> _Problem to solve_:
Please update the records below so that every "photograph" becomes "image", with everything else left unchanged. Leave the pictures out of your answer.

[Point labeling records]
# # # # # # #

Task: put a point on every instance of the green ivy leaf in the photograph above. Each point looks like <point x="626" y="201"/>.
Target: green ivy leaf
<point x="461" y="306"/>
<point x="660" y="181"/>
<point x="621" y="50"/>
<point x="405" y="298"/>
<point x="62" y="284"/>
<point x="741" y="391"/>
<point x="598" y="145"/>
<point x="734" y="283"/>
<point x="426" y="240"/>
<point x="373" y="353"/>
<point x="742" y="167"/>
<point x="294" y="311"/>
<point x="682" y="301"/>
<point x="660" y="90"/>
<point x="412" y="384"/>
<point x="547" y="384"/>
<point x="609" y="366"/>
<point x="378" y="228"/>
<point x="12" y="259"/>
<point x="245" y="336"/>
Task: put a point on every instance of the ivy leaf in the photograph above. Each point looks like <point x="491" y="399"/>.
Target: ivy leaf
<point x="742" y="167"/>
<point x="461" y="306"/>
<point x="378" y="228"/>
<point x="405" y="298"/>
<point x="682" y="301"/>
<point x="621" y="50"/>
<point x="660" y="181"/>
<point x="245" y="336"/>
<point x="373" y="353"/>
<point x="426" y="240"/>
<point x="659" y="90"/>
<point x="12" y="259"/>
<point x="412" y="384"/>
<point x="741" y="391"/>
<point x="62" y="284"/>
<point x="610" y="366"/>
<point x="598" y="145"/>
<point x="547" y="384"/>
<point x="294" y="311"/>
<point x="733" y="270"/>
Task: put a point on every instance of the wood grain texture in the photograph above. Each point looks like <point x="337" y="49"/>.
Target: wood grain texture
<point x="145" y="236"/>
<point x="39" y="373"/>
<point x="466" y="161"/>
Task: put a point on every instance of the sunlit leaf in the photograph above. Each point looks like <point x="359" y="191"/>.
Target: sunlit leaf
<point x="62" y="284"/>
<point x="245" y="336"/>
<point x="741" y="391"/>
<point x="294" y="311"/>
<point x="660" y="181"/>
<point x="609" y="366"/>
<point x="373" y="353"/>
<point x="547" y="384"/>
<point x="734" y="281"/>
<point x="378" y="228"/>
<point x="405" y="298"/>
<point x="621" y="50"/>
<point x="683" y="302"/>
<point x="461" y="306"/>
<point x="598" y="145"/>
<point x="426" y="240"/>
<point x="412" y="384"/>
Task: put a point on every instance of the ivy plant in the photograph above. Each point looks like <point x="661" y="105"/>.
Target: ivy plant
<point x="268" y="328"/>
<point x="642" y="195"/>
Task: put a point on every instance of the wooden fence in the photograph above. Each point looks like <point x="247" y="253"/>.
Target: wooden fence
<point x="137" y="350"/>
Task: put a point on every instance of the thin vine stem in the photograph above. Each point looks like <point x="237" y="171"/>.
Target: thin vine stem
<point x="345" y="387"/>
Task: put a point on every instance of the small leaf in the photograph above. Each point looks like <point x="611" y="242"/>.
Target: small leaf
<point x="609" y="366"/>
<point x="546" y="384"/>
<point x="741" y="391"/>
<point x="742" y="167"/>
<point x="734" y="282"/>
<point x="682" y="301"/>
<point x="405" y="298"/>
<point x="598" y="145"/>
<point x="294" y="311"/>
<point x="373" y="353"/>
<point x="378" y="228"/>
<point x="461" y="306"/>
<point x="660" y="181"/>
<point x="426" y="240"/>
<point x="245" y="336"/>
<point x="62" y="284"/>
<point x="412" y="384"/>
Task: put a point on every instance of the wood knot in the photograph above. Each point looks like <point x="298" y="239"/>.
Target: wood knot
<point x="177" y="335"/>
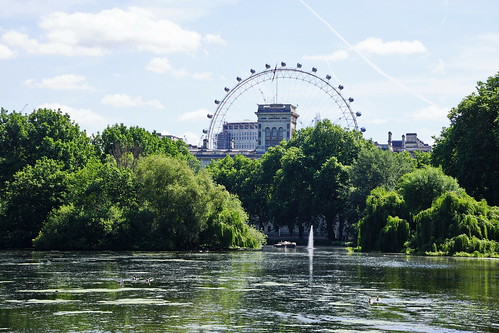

# # # # # # #

> _Solution to the problem_:
Task: put a point on every instance of the green ivy leaf in the image above. Each point looks like <point x="626" y="201"/>.
Target: green ivy leaf
<point x="461" y="306"/>
<point x="660" y="181"/>
<point x="621" y="50"/>
<point x="405" y="298"/>
<point x="62" y="284"/>
<point x="741" y="391"/>
<point x="598" y="145"/>
<point x="734" y="283"/>
<point x="426" y="240"/>
<point x="373" y="353"/>
<point x="742" y="167"/>
<point x="294" y="311"/>
<point x="682" y="301"/>
<point x="660" y="90"/>
<point x="412" y="384"/>
<point x="547" y="384"/>
<point x="609" y="366"/>
<point x="378" y="228"/>
<point x="12" y="259"/>
<point x="245" y="336"/>
Task: put a point on every instance of the ivy leaf in the image above. Each point looks like <point x="491" y="399"/>.
Target: ivy leaf
<point x="742" y="167"/>
<point x="461" y="306"/>
<point x="378" y="228"/>
<point x="405" y="298"/>
<point x="682" y="301"/>
<point x="621" y="50"/>
<point x="660" y="181"/>
<point x="245" y="336"/>
<point x="373" y="353"/>
<point x="426" y="240"/>
<point x="659" y="90"/>
<point x="12" y="259"/>
<point x="412" y="384"/>
<point x="741" y="391"/>
<point x="62" y="284"/>
<point x="610" y="366"/>
<point x="598" y="145"/>
<point x="547" y="384"/>
<point x="294" y="311"/>
<point x="733" y="270"/>
Task: put a point on every instance of the wood grain texture in the image above. Each point looks like <point x="337" y="49"/>.
Target: wood grain texture
<point x="145" y="236"/>
<point x="39" y="373"/>
<point x="466" y="161"/>
Task: put a point on every instance of the sunlit leaf in the image above. Each point looks like <point x="359" y="191"/>.
Target: sunlit leaf
<point x="62" y="284"/>
<point x="245" y="336"/>
<point x="741" y="391"/>
<point x="294" y="311"/>
<point x="660" y="181"/>
<point x="609" y="366"/>
<point x="373" y="353"/>
<point x="547" y="384"/>
<point x="734" y="281"/>
<point x="378" y="228"/>
<point x="405" y="298"/>
<point x="621" y="50"/>
<point x="683" y="302"/>
<point x="461" y="306"/>
<point x="598" y="145"/>
<point x="426" y="240"/>
<point x="412" y="384"/>
Task: put a point on every instance of the ivy plant in the image above. Each point looks like <point x="661" y="105"/>.
Target: ivy plant
<point x="268" y="328"/>
<point x="642" y="195"/>
Task: put a point on every instance of the wooden fence in the image above. Each point looks like <point x="247" y="253"/>.
Target: wooden fence
<point x="137" y="350"/>
Task: put a point on every instance of the thin vine stem in the image above. Each point looks like <point x="237" y="171"/>.
Target: thin vine stem
<point x="345" y="387"/>
Task: put a point on every instance of the small leaf in the image above. Each point looks like <point x="611" y="242"/>.
Target: small leaf
<point x="609" y="366"/>
<point x="546" y="384"/>
<point x="741" y="391"/>
<point x="742" y="167"/>
<point x="734" y="282"/>
<point x="682" y="301"/>
<point x="405" y="298"/>
<point x="598" y="145"/>
<point x="294" y="311"/>
<point x="373" y="353"/>
<point x="378" y="228"/>
<point x="461" y="306"/>
<point x="660" y="181"/>
<point x="426" y="240"/>
<point x="245" y="336"/>
<point x="62" y="284"/>
<point x="412" y="384"/>
Task: put a point on every instance of the wood knot in the image above. Each point looks like <point x="298" y="239"/>.
Target: wood knot
<point x="177" y="335"/>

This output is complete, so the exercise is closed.